◆ SHORT TASK: Write the next part of the text below about the KGTorrent notebook dataset, starting right after its last sentence.

◆ EXTRACTED TEXT:
===============

Skip to content

Scripts for the creation of the Kaggle Torrent

License

Notifications You must be signed in to change notification settings

hiyamandal/KGTorrent

 
 

Folders and files

NameName
Last commit message
Last commit date

Latest commit

 
 
 
 
 
 
 
 
 
 
 
 
 
 
 
 
 

Repository files navigation

KGTorrent

TL/DR: KGTorrent is a large dataset of Jupyter notebooks with rich metadata retrieved from Kaggle. This repository contains the Python scripts developed to create and refresh the collection.

Given their growing popularity among data scientists, computational notebooks - and in particular Jupyter notebooks - are being increasingly studied by researchers worldwide. Generally, the aim is to understand how they are typically used, identify possible flaws, and inform the design of extensions and updates of the tool. To ease these kind of research endeavors, we collected and shared a large dataset of 248,761 Jupyter notebooks from Kaggle, named KGTorrent.

===============

◆ LISTED RECORDS:
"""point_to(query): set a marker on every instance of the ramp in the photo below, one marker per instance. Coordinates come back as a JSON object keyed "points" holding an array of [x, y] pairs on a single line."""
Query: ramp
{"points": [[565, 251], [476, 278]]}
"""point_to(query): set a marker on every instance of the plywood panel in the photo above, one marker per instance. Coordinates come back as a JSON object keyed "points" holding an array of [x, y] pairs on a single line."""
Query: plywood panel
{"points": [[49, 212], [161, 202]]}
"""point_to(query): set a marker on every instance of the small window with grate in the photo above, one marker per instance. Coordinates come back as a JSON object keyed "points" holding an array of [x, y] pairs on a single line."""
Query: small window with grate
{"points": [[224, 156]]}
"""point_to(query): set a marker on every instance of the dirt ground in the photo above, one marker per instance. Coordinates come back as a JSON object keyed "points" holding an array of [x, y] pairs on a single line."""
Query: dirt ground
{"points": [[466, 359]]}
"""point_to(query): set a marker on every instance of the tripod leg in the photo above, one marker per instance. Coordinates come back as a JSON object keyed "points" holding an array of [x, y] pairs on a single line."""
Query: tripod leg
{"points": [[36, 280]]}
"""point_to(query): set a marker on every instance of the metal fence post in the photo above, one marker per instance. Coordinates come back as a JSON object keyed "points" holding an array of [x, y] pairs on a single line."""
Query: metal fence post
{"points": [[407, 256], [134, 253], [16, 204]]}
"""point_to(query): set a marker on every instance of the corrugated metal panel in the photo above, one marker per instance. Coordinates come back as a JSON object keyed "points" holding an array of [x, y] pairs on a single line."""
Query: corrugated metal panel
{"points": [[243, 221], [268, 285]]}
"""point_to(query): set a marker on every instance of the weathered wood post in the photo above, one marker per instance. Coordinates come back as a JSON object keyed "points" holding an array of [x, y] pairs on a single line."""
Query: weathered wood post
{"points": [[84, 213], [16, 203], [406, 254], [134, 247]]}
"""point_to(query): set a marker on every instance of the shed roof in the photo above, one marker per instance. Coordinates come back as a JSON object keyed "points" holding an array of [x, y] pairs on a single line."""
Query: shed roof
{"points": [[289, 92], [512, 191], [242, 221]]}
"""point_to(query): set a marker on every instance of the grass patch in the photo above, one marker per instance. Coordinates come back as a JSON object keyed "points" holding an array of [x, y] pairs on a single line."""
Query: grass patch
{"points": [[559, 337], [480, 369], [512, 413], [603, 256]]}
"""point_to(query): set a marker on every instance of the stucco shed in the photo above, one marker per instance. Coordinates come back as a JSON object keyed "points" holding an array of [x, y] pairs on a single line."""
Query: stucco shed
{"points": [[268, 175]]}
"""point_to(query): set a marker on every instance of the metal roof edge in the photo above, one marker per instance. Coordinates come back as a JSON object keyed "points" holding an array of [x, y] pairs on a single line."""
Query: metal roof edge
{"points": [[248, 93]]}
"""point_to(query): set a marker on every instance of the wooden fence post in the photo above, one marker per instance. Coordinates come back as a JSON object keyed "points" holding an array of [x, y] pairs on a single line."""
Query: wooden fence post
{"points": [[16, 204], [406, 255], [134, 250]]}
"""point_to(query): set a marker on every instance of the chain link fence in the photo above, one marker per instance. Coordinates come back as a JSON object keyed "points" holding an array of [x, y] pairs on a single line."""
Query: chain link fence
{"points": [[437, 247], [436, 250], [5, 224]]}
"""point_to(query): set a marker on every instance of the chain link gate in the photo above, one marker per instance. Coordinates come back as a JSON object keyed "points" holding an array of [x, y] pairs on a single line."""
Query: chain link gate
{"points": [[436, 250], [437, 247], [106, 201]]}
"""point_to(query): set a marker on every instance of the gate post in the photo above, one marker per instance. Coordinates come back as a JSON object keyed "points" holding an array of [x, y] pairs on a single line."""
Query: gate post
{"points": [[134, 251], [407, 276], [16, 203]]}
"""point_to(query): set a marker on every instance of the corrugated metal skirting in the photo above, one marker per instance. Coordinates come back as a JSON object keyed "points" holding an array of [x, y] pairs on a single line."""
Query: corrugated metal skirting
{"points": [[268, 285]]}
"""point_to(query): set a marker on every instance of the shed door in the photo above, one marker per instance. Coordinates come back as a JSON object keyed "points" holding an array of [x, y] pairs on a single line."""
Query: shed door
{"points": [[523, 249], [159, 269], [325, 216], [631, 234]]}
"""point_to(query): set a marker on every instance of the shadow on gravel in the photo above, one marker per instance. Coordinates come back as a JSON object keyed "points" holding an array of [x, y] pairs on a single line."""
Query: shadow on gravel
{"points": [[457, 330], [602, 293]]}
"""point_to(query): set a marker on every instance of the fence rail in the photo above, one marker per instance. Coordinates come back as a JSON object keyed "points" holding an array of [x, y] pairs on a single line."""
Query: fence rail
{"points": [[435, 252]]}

===============

◆ REPLY TO THE TASK:
Kaggle is a web platform hosting machine learning competitions that enables the creation and execution of Jupyter notebooks in a containerized computational environment. By leveraging Meta Kaggle, a dataset that is publicly available on the platform, we also built a companion MySQL database containing metadata on the notebooks in our dataset.

This repository hosts the Python scripts we developed to create KGTorrent. By leveraging the latest version of Meta Kaggle, the same scripts can also be used to refresh the collection.

For further details, please visit the full documentation of KGTorrent.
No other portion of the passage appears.